[Exercise goal]: Reproduce the rows from the first line through the line containing "[124,8,524,406]", keeping the requests unchanged and scaling every bounding box coordinate in the answers by 0.25, rounded to whole numbers with halves rounded up. Return only those lines.
*** Data excerpts
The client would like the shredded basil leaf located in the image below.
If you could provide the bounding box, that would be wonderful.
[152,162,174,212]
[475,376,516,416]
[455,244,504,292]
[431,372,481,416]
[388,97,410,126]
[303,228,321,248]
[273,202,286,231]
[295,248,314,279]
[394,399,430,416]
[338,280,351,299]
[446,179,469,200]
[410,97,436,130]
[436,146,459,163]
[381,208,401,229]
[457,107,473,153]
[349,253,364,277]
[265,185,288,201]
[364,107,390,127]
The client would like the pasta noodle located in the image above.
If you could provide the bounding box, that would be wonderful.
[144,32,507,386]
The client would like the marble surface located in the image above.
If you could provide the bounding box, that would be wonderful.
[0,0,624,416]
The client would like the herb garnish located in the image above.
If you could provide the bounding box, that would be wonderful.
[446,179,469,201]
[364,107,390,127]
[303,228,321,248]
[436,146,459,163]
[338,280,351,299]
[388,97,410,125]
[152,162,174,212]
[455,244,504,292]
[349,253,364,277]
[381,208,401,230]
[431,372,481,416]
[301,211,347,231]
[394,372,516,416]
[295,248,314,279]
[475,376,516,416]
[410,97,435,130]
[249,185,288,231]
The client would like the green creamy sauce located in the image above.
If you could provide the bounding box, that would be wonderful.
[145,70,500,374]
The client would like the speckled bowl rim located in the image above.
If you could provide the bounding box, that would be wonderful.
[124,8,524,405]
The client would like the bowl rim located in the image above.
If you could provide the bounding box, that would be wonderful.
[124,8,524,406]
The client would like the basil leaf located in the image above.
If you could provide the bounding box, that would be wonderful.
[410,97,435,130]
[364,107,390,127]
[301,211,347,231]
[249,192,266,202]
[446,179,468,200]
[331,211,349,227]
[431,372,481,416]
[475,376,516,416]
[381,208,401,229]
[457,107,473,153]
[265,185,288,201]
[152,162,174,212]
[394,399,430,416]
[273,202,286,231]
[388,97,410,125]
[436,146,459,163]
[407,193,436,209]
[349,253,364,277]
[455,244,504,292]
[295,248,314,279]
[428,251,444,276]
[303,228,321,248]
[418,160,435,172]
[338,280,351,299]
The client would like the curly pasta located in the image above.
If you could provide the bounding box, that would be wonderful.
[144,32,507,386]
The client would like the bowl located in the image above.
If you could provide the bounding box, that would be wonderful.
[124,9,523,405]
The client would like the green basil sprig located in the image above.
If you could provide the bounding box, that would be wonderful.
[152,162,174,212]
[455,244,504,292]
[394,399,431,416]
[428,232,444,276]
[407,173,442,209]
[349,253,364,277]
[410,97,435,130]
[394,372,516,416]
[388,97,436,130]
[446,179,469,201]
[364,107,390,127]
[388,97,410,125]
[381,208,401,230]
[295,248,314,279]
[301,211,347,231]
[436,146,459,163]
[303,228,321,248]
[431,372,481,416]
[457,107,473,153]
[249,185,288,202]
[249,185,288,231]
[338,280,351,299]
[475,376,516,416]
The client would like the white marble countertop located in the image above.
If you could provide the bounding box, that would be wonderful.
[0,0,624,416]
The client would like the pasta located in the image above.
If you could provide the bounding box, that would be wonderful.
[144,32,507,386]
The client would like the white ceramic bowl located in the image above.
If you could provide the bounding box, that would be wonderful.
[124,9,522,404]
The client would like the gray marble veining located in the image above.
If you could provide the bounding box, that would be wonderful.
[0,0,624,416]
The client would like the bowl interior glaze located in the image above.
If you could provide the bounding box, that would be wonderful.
******
[Complete output]:
The client would like the shredded basil leaf located in the image below.
If you could provide the bounding box, that would be wonderful.
[38,41,44,53]
[119,94,129,104]
[114,61,126,73]
[108,93,120,104]
[97,24,103,32]
[76,57,80,62]
[68,51,72,58]
[74,62,79,70]
[99,100,108,104]
[85,70,88,75]
[112,45,117,50]
[103,24,109,33]
[109,37,115,41]
[95,52,100,57]
[114,27,118,38]
[87,63,91,69]
[66,46,72,50]
[91,27,98,32]
The client would like the pasta noodle located in the image above.
If you could provide the bounding box, that would be wonderful.
[36,8,127,97]
The client would like the marble surface located in the image above.
If you could provide the bounding box, that would be wonderful.
[0,0,156,104]
The client would like the herb garnish located in the image above.
If you could provide the bounding box, that would be wonderful.
[112,45,117,50]
[91,27,98,32]
[76,57,80,62]
[109,37,115,41]
[85,70,88,75]
[97,24,103,31]
[38,41,44,53]
[114,61,126,73]
[87,63,91,69]
[95,52,100,58]
[108,93,120,104]
[75,53,87,58]
[99,93,129,104]
[74,62,79,70]
[119,94,129,104]
[103,24,109,33]
[62,46,72,58]
The client would like the green creamy sauce located in the image above.
If you could provide the bounding box, that would be wonderful.
[36,18,125,94]
The client would like the speckled bowl rim located in the image above.
If you could provide the bounding box, that would be wonderful.
[31,2,131,101]
The client would like the bowl rim located in the image above.
If you could provide the bounding box, that would be wonderful.
[31,2,131,102]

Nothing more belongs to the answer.